Task instructions
Output the material below in full, exactly as it is.
Record extracts start
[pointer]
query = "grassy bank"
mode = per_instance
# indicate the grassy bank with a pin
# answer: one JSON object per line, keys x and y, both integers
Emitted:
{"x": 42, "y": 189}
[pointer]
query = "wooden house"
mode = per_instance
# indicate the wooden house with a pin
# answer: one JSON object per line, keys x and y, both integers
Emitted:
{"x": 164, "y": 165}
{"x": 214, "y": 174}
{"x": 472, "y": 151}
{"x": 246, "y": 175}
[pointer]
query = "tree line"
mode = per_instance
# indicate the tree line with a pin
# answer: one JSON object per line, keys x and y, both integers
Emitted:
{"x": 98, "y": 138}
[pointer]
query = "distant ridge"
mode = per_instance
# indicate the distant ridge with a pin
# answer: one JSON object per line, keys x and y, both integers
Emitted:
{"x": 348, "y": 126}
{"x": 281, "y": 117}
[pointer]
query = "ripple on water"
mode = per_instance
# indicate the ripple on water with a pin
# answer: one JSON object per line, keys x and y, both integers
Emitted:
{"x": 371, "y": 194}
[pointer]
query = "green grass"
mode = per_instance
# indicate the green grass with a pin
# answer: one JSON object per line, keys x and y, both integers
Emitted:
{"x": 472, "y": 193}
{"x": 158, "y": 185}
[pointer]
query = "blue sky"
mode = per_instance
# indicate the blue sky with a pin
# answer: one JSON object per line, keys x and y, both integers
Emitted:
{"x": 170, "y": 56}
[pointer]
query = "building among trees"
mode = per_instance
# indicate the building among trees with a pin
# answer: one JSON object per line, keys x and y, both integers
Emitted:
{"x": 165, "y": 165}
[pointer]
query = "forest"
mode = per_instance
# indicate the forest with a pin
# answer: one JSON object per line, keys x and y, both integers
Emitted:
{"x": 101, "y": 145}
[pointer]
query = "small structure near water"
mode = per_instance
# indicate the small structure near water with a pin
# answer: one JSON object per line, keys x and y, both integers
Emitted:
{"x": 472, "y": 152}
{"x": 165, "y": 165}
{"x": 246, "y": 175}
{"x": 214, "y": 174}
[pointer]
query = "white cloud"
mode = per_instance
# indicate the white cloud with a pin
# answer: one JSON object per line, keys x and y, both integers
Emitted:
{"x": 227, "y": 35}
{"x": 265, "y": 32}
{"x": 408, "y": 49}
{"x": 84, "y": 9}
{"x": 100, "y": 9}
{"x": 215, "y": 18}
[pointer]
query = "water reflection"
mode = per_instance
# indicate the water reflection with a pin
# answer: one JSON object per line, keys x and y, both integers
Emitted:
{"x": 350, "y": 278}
Record extracts end
Answer below
[pointer]
query = "grassy bank"
mode = per_instance
# indicate the grassy bank with a pin
# answer: one JSON object per line, keys x and y, both integers
Emitted:
{"x": 42, "y": 189}
[pointer]
query = "wooden house"
mode = per_instance
# indicate the wooden house with a pin
# answer: one JSON object per line, keys x and y, both integers
Emitted:
{"x": 164, "y": 165}
{"x": 214, "y": 174}
{"x": 472, "y": 151}
{"x": 246, "y": 175}
[pointer]
query = "tree line"
mode = per_instance
# indicate the tree line with a pin
# answer: one JSON object per line, keys x and y, both integers
Emitted:
{"x": 98, "y": 138}
[pointer]
query = "distant ridge"
mode = per_instance
# indicate the distant ridge with a pin
# answer: one JSON object per line, keys x and y, both integers
Emitted:
{"x": 348, "y": 126}
{"x": 281, "y": 117}
[pointer]
query = "ripple on water"
mode = per_instance
# indicate the ripple on water with a pin
# answer: one JSON object per line, keys x and y, both integers
Emitted:
{"x": 371, "y": 194}
[pointer]
query = "green grass"
mode = per_instance
# indicate the green grass with a pin
# answer: one JSON object per line, keys x and y, both integers
Emitted:
{"x": 472, "y": 193}
{"x": 158, "y": 185}
[pointer]
query = "blue sky"
mode = per_instance
# indicate the blue sky with a pin
# answer: one JSON object per line, keys x and y, both integers
Emitted:
{"x": 170, "y": 56}
[pointer]
query = "building among trees"
mode = per_instance
# indicate the building among trees with a pin
# answer: one JSON object per line, keys x and y, both integers
Emitted:
{"x": 165, "y": 165}
[pointer]
query = "forest"
mode = per_instance
# indicate the forest with a pin
# answer: one JSON object per line, keys x and y, both integers
Emitted:
{"x": 101, "y": 145}
[pointer]
query = "small structure near water"
mode = per_instance
# indicate the small structure near water with a pin
# answer: one JSON object per line, keys x and y, both integers
Emitted:
{"x": 472, "y": 152}
{"x": 165, "y": 165}
{"x": 246, "y": 175}
{"x": 214, "y": 174}
[pointer]
query = "white cloud"
mode = per_instance
# indicate the white cloud with a pin
# answer: one JSON object per line, keys x and y, both integers
Emitted:
{"x": 227, "y": 35}
{"x": 265, "y": 32}
{"x": 408, "y": 49}
{"x": 84, "y": 9}
{"x": 100, "y": 9}
{"x": 215, "y": 18}
[pointer]
query = "water reflection"
mode = per_instance
# indicate the water reflection with a pin
# answer: one JSON object per line, keys x and y, both integers
Emitted:
{"x": 350, "y": 278}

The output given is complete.